**EXERCISE GOAL**
Rewrite every line of the items below as a numbered list, skipping blank lines. Leave the pictures out of the list.

⁂

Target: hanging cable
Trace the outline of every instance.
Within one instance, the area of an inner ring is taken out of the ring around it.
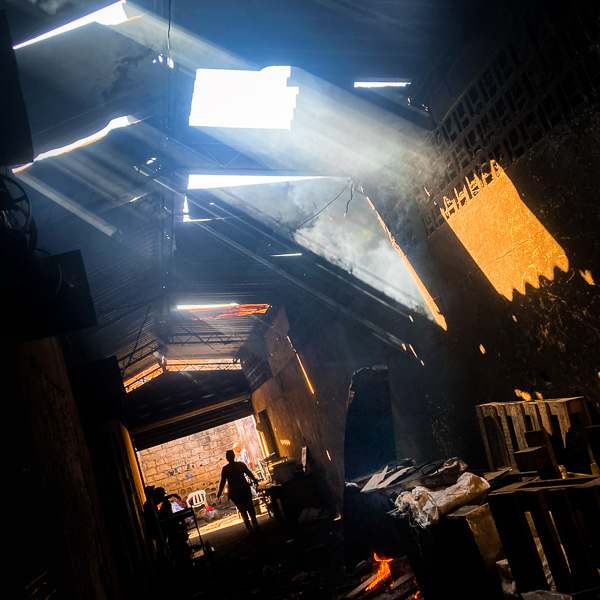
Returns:
[[[350,186],[350,198],[348,199],[348,202],[346,203],[346,212],[344,213],[344,217],[348,214],[348,207],[350,206],[350,202],[352,202],[353,194],[354,194],[354,183]]]
[[[298,229],[300,229],[300,227],[306,225],[309,221],[312,221],[315,217],[318,217],[326,208],[328,208],[329,206],[331,206],[348,188],[348,186],[352,183],[351,179],[348,179],[348,181],[346,182],[346,185],[344,186],[344,188],[342,189],[342,191],[331,201],[328,202],[318,213],[315,213],[312,217],[309,217],[308,219],[306,219],[306,221],[302,221],[302,223],[300,223],[300,225],[297,225],[296,227],[290,229],[288,231],[288,233],[293,233],[295,231],[298,231]],[[350,188],[350,200],[352,200],[352,188]]]

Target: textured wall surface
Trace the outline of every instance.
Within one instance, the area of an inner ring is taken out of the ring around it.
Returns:
[[[252,417],[141,450],[138,458],[144,482],[182,498],[204,490],[207,499],[214,502],[221,469],[227,464],[225,452],[238,441],[253,457],[262,458]]]
[[[372,196],[454,350],[436,374],[449,400],[433,401],[449,415],[436,435],[487,401],[584,395],[600,408],[597,6],[496,18],[430,82],[437,176]]]

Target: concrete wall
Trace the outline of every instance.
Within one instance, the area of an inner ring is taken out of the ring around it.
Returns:
[[[196,490],[216,500],[221,469],[227,464],[225,452],[235,442],[248,449],[253,458],[262,458],[253,417],[206,429],[167,444],[138,452],[144,483],[164,487],[182,498]]]
[[[11,586],[25,589],[35,581],[47,594],[54,589],[65,597],[120,598],[121,581],[60,344],[56,338],[22,344],[13,358],[13,370],[2,375],[7,400],[18,410],[6,426],[18,439],[30,438],[22,457],[13,454],[26,485],[7,481],[30,508],[7,524]]]
[[[376,303],[371,308],[372,315],[383,312]],[[393,323],[390,318],[390,330],[410,340],[417,359],[339,314],[332,318],[330,311],[306,297],[296,304],[290,301],[285,312],[289,330],[276,322],[267,334],[282,340],[271,343],[272,352],[267,353],[273,355],[269,363],[275,374],[254,391],[252,403],[255,412],[267,411],[281,456],[300,461],[301,448],[307,446],[308,470],[324,506],[341,510],[348,391],[353,373],[363,367],[388,367],[397,458],[426,462],[460,456],[474,468],[485,466],[475,410],[465,401],[472,384],[452,348],[444,346],[436,324],[418,314],[400,319],[396,315]]]
[[[584,395],[600,411],[597,7],[522,8],[429,82],[437,176],[371,195],[445,320],[427,402],[446,439],[485,402]]]

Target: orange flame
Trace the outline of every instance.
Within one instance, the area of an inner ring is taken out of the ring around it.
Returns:
[[[216,316],[202,316],[192,317],[192,321],[213,321],[217,319],[226,319],[229,317],[245,317],[246,315],[264,314],[270,308],[270,304],[239,304],[238,306],[232,306],[226,310],[220,312]],[[191,312],[211,312],[214,308],[193,308],[189,309]]]
[[[390,579],[392,578],[392,572],[390,571],[390,565],[389,565],[389,563],[392,562],[393,559],[391,559],[391,558],[379,558],[379,556],[377,556],[376,552],[374,553],[374,557],[373,558],[375,559],[376,562],[379,563],[379,570],[377,571],[377,576],[375,577],[375,579],[365,589],[365,592],[368,592],[369,590],[372,590],[377,584],[379,584],[384,579],[387,579],[388,577]]]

⁂

**FINAL ANSWER**
1. Target: hanging cable
2. Trace the outline of every instance.
3. Within one instance, the area of an inner ring is taken out of the ring around it.
4. Returns:
5. [[[350,186],[350,198],[348,199],[348,202],[346,203],[346,212],[344,213],[344,217],[348,214],[348,207],[350,206],[350,202],[352,202],[353,194],[354,194],[354,183]]]
6. [[[298,229],[300,229],[300,227],[306,225],[309,221],[312,221],[315,217],[318,217],[326,208],[328,208],[329,206],[331,206],[348,188],[348,186],[352,183],[351,179],[348,179],[348,181],[346,182],[346,185],[344,186],[344,188],[342,189],[342,191],[331,201],[328,202],[318,213],[315,213],[312,217],[309,217],[308,219],[306,219],[306,221],[302,221],[302,223],[300,223],[300,225],[297,225],[296,227],[290,229],[288,231],[288,233],[293,233],[295,231],[298,231]],[[350,188],[350,200],[352,200],[352,188]]]
7. Target: textured wall surface
8. Trace the outline of every instance.
9. Within one instance, the area of an inner ring is taken out of the ring around it.
10. Returns:
11. [[[252,417],[141,450],[138,458],[144,482],[182,498],[204,490],[207,499],[214,502],[221,469],[227,464],[225,452],[238,441],[253,457],[262,458]]]
12. [[[372,196],[454,350],[436,374],[449,400],[433,401],[449,415],[436,435],[487,401],[584,395],[600,408],[597,6],[496,18],[430,82],[437,176]]]
13. Target: concrete wall
14. Trace the outline of every instance.
15. Within one instance, the area of an inner ring is taken out of the ring around it.
16. Returns:
17. [[[196,490],[216,500],[221,469],[227,464],[225,452],[235,442],[248,449],[253,458],[262,458],[253,417],[206,429],[167,444],[138,452],[144,483],[164,487],[182,498]]]
18. [[[11,586],[25,589],[35,581],[47,594],[54,589],[65,597],[120,598],[121,581],[60,344],[56,338],[22,344],[13,358],[13,370],[2,375],[7,400],[18,410],[6,426],[18,439],[30,438],[22,457],[13,454],[26,485],[7,481],[30,508],[7,524]]]
19. [[[376,303],[371,308],[372,315],[383,312]],[[393,323],[390,318],[390,330],[410,340],[417,359],[339,314],[332,318],[330,311],[306,297],[296,304],[290,301],[285,312],[289,330],[276,322],[267,334],[282,340],[271,343],[272,352],[267,353],[273,355],[269,363],[275,374],[254,391],[252,403],[255,412],[267,411],[281,456],[300,461],[301,448],[307,446],[308,470],[324,506],[341,510],[348,391],[353,373],[363,367],[388,367],[397,458],[426,462],[460,456],[474,468],[485,466],[475,410],[465,401],[472,384],[452,348],[444,346],[436,324],[418,314],[400,319],[396,315]]]
20. [[[584,395],[600,411],[597,7],[522,8],[429,82],[437,176],[371,195],[445,320],[427,402],[446,439],[485,402]]]
21. Target: orange flame
22. Trace the outline of every instance.
23. Within one instance, the area of an inner ring is taken out of the ring around it.
24. Returns:
25. [[[216,316],[202,316],[192,317],[192,321],[213,321],[217,319],[226,319],[229,317],[245,317],[246,315],[264,314],[270,308],[270,304],[239,304],[238,306],[232,306],[226,310],[220,312]],[[191,312],[211,312],[214,308],[193,308],[189,309]]]
26. [[[390,579],[392,578],[392,572],[390,571],[390,565],[389,565],[389,563],[392,562],[393,559],[391,559],[391,558],[379,558],[379,556],[377,556],[376,552],[374,553],[374,557],[373,558],[375,559],[376,562],[379,563],[379,570],[377,571],[377,576],[375,577],[375,579],[365,589],[365,592],[368,592],[369,590],[372,590],[377,584],[379,584],[384,579],[387,579],[388,577]]]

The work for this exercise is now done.